GOAL OF THE EXERCISE:
Count the lines in the records below that contain the string "bread", treating case as significant. Reply with the number alone.

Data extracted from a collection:
........

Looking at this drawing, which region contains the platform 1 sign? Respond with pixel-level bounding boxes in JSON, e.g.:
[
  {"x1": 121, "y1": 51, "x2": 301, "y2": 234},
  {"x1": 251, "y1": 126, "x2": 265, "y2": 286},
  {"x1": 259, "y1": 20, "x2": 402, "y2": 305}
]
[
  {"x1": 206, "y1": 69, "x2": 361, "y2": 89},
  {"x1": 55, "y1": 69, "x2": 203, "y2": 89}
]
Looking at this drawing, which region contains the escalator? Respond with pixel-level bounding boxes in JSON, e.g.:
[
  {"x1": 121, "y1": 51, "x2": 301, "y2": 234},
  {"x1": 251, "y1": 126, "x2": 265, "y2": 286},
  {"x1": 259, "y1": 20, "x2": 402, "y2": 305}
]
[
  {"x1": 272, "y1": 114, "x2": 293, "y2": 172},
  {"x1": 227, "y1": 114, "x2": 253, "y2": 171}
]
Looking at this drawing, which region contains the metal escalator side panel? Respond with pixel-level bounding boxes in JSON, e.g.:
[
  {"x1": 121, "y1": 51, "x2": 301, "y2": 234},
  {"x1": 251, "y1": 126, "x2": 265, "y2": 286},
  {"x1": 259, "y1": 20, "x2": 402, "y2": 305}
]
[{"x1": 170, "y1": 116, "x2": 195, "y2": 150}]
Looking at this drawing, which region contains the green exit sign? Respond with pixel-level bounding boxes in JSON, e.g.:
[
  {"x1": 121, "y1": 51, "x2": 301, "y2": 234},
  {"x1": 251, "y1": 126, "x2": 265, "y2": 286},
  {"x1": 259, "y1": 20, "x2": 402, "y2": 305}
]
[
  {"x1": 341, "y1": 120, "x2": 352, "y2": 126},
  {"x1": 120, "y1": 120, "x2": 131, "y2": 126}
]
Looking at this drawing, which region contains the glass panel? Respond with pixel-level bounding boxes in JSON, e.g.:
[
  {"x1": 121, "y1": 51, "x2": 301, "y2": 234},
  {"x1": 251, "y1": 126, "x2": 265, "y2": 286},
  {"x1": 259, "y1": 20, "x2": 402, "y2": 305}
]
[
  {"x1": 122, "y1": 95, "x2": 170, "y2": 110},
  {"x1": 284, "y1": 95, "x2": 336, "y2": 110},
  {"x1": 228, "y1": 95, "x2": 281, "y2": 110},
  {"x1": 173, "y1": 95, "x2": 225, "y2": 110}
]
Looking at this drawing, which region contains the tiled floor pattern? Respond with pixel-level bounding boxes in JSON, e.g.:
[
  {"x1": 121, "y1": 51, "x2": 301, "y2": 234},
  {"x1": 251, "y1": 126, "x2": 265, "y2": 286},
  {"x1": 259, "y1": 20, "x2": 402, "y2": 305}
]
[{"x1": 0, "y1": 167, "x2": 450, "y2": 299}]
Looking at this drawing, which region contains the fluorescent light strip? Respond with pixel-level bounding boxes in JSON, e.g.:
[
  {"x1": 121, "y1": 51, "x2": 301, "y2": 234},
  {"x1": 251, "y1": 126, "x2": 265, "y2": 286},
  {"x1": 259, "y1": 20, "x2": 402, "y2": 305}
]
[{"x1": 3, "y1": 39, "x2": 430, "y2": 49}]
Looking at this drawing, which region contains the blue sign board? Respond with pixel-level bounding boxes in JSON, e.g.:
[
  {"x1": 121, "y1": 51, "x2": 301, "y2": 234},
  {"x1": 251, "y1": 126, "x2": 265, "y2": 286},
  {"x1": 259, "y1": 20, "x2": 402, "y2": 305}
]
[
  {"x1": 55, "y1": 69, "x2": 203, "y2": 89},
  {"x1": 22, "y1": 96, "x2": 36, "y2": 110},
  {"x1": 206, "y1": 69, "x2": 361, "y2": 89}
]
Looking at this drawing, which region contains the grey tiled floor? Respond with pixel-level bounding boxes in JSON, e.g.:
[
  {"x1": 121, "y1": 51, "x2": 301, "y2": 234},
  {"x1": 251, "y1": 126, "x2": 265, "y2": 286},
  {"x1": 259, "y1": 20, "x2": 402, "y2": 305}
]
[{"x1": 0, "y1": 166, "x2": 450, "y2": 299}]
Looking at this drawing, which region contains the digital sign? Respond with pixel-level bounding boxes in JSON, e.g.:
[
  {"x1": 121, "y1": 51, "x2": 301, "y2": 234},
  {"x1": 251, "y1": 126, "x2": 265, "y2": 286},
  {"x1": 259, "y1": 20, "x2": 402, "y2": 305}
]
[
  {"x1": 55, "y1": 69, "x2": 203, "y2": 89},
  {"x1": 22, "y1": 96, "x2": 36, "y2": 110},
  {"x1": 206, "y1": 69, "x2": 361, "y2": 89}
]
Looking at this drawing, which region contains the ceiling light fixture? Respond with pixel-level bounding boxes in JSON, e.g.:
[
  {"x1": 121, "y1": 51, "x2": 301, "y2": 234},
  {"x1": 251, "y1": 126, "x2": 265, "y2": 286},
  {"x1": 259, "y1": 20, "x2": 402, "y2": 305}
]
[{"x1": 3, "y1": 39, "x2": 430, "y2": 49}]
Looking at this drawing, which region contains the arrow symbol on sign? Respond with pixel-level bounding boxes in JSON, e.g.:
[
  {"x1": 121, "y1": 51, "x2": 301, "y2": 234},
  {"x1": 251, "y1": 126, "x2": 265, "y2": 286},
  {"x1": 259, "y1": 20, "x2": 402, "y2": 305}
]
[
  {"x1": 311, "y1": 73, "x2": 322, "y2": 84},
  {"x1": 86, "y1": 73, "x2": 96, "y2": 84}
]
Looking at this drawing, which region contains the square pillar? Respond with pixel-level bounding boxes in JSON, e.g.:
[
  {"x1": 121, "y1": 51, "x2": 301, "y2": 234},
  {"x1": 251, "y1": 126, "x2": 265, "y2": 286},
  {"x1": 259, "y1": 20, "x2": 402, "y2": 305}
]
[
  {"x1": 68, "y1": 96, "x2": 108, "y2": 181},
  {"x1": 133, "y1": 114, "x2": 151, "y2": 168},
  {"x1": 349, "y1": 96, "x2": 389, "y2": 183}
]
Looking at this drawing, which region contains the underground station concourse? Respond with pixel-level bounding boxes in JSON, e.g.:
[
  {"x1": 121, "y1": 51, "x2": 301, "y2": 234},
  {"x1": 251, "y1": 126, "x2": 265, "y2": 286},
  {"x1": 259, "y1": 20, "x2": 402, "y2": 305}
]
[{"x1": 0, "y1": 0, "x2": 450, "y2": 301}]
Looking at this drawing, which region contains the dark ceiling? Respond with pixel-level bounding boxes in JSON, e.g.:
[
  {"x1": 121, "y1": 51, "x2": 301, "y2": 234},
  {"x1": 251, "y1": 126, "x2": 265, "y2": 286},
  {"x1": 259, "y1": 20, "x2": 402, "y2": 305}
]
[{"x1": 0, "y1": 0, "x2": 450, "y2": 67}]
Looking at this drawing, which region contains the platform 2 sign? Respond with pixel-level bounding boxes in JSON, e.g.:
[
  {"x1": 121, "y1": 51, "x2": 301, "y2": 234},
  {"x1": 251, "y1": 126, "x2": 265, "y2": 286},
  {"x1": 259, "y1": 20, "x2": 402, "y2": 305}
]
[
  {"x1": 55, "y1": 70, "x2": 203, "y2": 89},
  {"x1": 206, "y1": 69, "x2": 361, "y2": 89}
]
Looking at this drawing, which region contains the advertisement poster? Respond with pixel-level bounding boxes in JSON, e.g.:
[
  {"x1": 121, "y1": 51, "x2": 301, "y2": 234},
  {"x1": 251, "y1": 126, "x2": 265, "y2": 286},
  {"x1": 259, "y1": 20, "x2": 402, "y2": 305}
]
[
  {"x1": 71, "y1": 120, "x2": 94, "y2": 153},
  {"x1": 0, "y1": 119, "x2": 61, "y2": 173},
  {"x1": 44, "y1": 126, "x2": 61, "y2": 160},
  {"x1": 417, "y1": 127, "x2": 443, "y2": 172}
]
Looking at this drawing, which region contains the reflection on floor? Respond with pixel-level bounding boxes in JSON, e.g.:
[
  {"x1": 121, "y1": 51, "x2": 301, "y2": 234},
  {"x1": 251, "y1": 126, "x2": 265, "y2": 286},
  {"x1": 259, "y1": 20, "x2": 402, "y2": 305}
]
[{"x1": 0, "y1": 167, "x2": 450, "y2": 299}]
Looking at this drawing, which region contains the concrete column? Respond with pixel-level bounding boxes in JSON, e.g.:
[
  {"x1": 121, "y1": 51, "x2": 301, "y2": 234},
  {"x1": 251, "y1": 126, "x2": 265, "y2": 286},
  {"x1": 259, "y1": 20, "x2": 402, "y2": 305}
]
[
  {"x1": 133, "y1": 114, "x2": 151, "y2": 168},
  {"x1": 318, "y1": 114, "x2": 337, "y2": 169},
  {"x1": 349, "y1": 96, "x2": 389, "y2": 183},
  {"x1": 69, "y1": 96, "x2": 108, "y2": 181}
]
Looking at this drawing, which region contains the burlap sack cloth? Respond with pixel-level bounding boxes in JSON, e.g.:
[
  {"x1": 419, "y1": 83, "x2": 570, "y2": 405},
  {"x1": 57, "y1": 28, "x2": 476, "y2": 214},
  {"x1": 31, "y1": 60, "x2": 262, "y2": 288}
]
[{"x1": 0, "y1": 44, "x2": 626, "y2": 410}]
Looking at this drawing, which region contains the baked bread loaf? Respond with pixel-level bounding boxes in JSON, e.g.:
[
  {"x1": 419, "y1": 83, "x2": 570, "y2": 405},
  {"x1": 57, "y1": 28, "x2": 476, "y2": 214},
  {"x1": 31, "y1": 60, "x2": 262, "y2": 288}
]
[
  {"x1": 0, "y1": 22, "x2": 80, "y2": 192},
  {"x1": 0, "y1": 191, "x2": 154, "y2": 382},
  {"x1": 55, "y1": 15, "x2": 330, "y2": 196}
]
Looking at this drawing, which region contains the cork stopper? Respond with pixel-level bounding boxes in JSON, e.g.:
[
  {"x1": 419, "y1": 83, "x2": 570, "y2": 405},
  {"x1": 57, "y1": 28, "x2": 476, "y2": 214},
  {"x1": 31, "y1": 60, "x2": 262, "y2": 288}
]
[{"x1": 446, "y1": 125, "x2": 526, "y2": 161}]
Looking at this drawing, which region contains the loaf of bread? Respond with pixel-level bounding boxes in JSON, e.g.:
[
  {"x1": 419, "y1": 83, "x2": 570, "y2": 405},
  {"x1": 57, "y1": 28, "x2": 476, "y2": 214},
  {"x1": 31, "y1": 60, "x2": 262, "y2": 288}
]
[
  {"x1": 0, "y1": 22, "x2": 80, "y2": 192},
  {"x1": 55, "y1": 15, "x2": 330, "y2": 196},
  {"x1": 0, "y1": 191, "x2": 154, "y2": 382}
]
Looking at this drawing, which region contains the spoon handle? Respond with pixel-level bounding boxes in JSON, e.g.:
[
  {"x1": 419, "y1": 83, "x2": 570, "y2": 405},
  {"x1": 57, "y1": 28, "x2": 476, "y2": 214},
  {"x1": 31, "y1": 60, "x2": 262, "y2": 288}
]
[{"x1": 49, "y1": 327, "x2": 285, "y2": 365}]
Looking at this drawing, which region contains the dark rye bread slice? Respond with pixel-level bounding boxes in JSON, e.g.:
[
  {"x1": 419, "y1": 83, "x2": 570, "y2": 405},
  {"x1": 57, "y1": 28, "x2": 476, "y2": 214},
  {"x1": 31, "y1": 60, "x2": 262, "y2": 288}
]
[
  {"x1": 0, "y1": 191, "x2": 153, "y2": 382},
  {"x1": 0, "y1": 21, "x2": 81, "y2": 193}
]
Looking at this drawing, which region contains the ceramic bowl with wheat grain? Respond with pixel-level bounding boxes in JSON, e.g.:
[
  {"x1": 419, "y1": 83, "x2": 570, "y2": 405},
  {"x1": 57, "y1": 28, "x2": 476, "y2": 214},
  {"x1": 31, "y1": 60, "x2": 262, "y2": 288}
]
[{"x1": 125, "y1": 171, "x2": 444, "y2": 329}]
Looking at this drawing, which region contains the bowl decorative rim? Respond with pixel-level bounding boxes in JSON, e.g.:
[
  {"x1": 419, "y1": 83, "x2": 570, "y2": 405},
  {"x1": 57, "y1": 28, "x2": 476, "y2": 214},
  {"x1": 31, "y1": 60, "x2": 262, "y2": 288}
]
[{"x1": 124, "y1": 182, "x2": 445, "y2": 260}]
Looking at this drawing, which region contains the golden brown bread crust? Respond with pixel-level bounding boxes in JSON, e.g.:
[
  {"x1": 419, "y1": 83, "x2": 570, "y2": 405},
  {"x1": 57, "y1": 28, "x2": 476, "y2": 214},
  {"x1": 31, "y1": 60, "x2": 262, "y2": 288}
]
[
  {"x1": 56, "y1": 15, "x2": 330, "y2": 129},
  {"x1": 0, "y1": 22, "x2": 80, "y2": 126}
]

........

OUTPUT BELOW:
4